▸ **Goal**: Summarize the Chiapas Zoque text below in two sentences.

▸ **Document section**:
▬▬▬▬▬▬▬▬▬▬
- Native to: Mexico
- Region: Chiapas
- Native speakers: (30,000–35,000 cited 1990 census)
- Language family: Mixe-Zoquean ZoqueanChiapas Zoque; ;

Language codes
- ISO 639-3: Variously: zoc – Copainalá Zoque zos – Francisco León Zoque zor – Rayón Zoque
- Glottolog: chia1261

= Chiapas Zoque =

Zoquean dialects of Mexico

Chiapas Zoque is a dialect cluster of Zoquean languages indigenous to southern Mexico (Wichmann 1995). The three varieties with ISO codes, Francisco León (about 20,000 speakers in 1990), Copainalá (about 10,000), and Rayón (about 2,000), are named after the towns they are spoken in, though residents of Francisco León were relocated after their town was buried in the eruption of El Chichón Volcano in 1982. Francisco León and Copainalá are 83% mutually intelligible according to Ethnologue.

==Classification==
The following classification of Chiapas Zoque dialects is from.

- Chiapas Zoque
- North: Francisco León, Ostuacán
- Northeast: Rayón, Pantepec, Tapilula, Tapalapa, Ocotepec, Chapultenango, Amatán, Tapijulapa, Oxolotán
- Central: Copainalá, Tecpatán, Coapilla
- South: Tuxtla Gutiérrez (Copoya), Berriozabal, San Fernando, Ocozocuautla

Another language, Jitotolteco, was announced in 2011. Jitotoltec is a recently identified language belonging to the Zoquean branch of the Mixe-Zoquean language family spoken in Jitotol. It is not a dialect of Chiapas Zoque.
▬▬▬▬▬▬▬▬▬▬
▸ **Collected data**:
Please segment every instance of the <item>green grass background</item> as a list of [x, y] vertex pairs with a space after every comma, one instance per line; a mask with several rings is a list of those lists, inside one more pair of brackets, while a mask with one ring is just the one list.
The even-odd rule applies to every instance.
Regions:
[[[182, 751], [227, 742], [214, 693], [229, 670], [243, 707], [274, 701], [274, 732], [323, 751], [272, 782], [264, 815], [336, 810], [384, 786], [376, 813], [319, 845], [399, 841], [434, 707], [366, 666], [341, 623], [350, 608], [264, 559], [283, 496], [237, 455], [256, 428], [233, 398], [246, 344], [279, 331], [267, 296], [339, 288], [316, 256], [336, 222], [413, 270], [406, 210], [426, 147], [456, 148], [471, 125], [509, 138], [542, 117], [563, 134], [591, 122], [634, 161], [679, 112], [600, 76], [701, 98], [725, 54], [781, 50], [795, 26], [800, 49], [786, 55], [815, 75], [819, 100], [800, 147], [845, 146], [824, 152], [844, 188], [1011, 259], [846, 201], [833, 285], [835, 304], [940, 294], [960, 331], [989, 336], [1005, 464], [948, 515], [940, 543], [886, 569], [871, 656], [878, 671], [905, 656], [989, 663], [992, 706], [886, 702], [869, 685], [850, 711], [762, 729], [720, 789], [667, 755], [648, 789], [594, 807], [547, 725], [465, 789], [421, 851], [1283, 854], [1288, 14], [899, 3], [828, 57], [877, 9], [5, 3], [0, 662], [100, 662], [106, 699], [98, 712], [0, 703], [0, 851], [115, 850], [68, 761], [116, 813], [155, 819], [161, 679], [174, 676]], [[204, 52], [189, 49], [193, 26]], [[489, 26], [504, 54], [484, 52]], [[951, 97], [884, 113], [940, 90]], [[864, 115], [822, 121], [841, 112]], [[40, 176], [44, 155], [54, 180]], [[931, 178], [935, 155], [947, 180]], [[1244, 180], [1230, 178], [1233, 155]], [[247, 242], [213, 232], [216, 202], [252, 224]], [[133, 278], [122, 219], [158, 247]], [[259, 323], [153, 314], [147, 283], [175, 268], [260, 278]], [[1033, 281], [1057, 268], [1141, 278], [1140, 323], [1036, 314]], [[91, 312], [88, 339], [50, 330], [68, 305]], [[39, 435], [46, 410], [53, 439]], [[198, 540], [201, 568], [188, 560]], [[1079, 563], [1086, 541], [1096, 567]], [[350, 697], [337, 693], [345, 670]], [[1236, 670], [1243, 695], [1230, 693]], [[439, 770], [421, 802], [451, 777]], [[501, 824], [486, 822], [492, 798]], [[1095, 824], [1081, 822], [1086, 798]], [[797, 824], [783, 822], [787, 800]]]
▬▬▬▬▬▬▬▬▬▬
▸ **Answer to the exercise**: Chiapas Zoque is a cluster of Zoquean dialects indigenous to southern Mexico, and its three varieties with ISO codes, Francisco León, Copainalá and Rayón, are named after the towns where they are spoken. Its dialects are classified into North, Northeast, Central and South groups, while Jitotolteco, a Zoquean language announced in 2011 and spoken in Jitotol, is not a dialect of Chiapas Zoque.